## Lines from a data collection
════════════════════

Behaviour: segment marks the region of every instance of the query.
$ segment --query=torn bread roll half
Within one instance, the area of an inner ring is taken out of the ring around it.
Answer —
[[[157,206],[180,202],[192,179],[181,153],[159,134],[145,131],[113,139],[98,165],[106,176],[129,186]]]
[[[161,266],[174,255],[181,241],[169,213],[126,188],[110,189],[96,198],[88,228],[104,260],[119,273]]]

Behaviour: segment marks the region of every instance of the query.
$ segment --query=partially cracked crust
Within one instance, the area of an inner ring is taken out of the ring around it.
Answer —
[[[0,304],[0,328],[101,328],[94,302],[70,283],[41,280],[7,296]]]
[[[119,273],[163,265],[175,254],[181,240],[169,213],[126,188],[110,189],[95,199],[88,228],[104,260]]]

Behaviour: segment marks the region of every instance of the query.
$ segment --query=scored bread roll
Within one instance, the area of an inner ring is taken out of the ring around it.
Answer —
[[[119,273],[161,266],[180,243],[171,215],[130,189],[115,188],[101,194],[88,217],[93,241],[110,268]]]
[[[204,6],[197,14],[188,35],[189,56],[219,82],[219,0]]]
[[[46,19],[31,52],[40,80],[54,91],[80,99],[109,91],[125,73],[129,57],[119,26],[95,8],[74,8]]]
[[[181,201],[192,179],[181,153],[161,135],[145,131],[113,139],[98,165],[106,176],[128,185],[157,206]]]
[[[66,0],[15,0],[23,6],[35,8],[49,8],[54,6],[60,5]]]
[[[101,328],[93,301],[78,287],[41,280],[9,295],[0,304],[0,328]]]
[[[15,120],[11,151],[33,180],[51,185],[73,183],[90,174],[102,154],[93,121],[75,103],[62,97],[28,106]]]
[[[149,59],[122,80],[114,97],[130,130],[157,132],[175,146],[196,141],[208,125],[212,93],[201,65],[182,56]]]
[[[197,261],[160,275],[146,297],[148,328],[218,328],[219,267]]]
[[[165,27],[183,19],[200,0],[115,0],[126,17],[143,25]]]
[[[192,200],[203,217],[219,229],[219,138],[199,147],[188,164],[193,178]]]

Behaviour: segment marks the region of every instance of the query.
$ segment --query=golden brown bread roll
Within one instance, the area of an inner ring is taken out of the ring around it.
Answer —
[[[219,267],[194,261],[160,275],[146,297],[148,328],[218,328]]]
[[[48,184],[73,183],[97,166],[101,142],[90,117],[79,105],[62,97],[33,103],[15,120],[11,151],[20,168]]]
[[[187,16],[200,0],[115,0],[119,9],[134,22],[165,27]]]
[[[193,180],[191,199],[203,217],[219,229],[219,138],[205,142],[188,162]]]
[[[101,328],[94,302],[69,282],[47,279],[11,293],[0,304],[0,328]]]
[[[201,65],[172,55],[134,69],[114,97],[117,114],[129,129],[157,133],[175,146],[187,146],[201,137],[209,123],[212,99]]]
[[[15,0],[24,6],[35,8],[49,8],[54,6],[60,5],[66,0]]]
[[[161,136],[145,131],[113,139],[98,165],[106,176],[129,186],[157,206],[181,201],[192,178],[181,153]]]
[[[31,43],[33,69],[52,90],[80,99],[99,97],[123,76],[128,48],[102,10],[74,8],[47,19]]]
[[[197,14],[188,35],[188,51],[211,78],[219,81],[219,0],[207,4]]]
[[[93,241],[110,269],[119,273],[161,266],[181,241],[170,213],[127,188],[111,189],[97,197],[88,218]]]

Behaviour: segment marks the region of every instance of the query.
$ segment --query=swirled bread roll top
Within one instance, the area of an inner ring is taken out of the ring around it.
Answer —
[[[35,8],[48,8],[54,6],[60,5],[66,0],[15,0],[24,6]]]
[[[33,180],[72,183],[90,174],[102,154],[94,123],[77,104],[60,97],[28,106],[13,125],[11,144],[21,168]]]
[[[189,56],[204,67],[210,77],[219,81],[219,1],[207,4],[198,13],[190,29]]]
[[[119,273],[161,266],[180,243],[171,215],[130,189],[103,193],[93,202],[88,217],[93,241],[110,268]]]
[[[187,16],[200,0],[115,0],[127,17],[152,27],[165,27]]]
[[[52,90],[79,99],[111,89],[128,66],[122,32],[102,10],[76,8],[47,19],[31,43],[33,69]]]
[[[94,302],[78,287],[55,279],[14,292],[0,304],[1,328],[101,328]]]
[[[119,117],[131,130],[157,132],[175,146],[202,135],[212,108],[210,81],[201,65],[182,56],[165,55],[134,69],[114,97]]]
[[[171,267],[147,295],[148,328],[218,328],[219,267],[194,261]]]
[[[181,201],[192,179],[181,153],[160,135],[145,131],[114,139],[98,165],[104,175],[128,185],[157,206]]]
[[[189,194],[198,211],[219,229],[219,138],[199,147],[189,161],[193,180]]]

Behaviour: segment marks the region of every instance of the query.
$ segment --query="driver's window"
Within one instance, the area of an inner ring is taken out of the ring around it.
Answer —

════════════════════

## WHAT IS BEING ASKED
Please list every line above that contains the word "roll", treating uppercase and lowercase as different.

## SOLUTION TO THIS TASK
$ segment --query=torn bread roll half
$ segment --query=scored bread roll
$ segment --query=golden brown bread roll
$ segment --query=swirled bread roll top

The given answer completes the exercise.